> _Extrait source_:
★ ★ ★ ★

Après avoir été engagée par contrat de travail à durée déterminée à compter du 29 mai 2006, Madame M. B. a travaillé pour la société Alten Sir dans le cadre d’un contrat de travail à durée indéterminée à compter du 29 novembre 2006 en qualité de chargée de recrutement, statut cadre.

Les relations de travail étaient régies par la convention collective des bureaux d’Etudes Techniques dite “Syntec”.

Par lettre du 8 décembre 2008, la société Alten Sir a notifié à Madame M. B. une mise à pied conservatoire dans l’attente d’une mesure disciplinaire.

Par courrier recommandé présenté le 12 décembre 2008, Madame Morgane B. a été convoquée à un entretien préalable fixé au 19 décembre 2008 avec mise à pied à titre conservatoire.

Par lettre du 21 janvier 2009, Madame M. B. a été licenciée pour faute grave, aux motifs “d‘incitation à la rébellion contre la hiérarchie et dénigrement envers la société “sur le site Facebook de Monsieur François C., salarié de la société Alten Sir, la lettre de licenciement étant ainsi libellée :

« Le 1er décembre 2008, des salariés choqués par des propos tenus sur le site Facebook de Mr C. François, nous ont édité puis communiqué les conversations échangées.

★ ★ ★ ★

> _Consigne 1_: D'après l'extrait, à quelle date Madame M. B. a-t-elle été licenciée pour faute grave ?
Les enregistrements n'ont aucun rapport avec l'extrait.

> _Données_:

★ ★ ★ ★

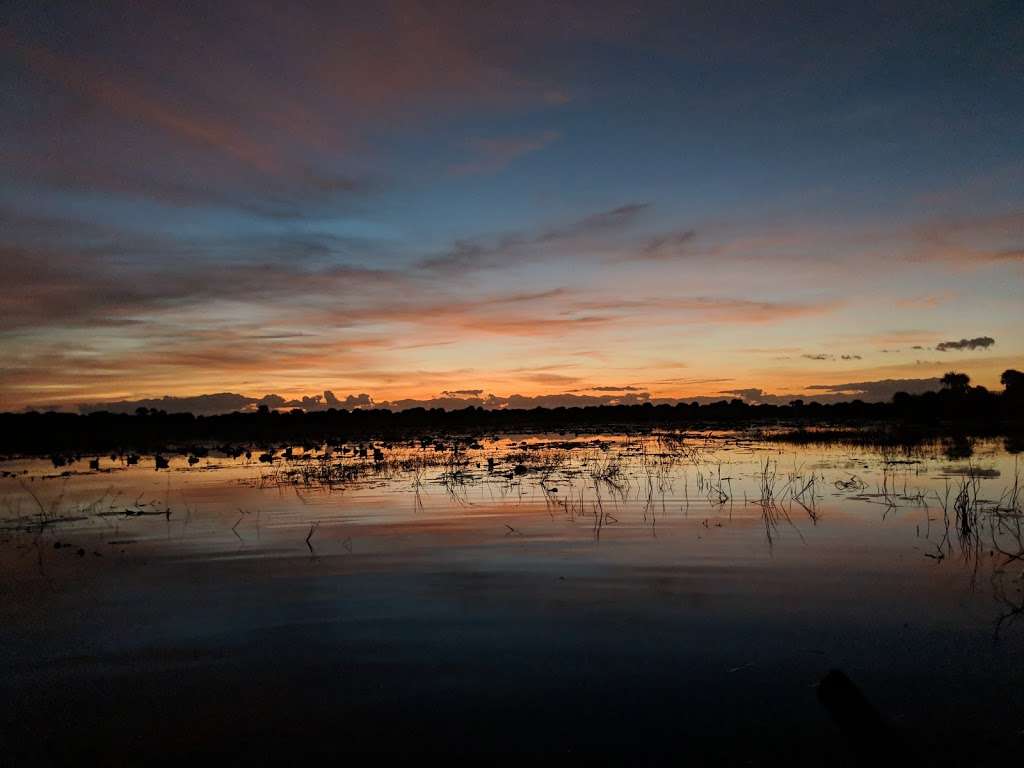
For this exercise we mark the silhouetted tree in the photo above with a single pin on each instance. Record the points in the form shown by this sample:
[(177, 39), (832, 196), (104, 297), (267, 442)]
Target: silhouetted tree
[(1013, 383), (955, 382)]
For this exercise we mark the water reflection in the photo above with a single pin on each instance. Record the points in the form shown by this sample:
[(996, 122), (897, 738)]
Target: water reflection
[(736, 554)]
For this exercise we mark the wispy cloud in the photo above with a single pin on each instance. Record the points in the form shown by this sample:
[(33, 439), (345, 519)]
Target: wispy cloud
[(491, 155), (979, 342)]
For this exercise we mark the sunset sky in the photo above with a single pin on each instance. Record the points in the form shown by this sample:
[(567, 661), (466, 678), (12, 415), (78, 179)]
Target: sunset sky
[(442, 200)]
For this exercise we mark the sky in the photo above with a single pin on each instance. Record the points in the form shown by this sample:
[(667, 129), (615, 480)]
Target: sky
[(442, 202)]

★ ★ ★ ★

> _Consigne 2_: Présentez en liste numérotée les lignes des enregistrements, du tout début jusqu'à la ligne qui contient « [(1013, 383), (955, 382)] », celle-ci comprise. Laissez de côté les lignes vides et les images.

> _Réponse 1_: Le 21 janvier 2009.

> _Réponse 2_:
1. For this exercise we mark the silhouetted tree in the photo above with a single pin on each instance. Record the points in the form shown by this sample:
2. [(177, 39), (832, 196), (104, 297), (267, 442)]
3. Target: silhouetted tree
4. [(1013, 383), (955, 382)]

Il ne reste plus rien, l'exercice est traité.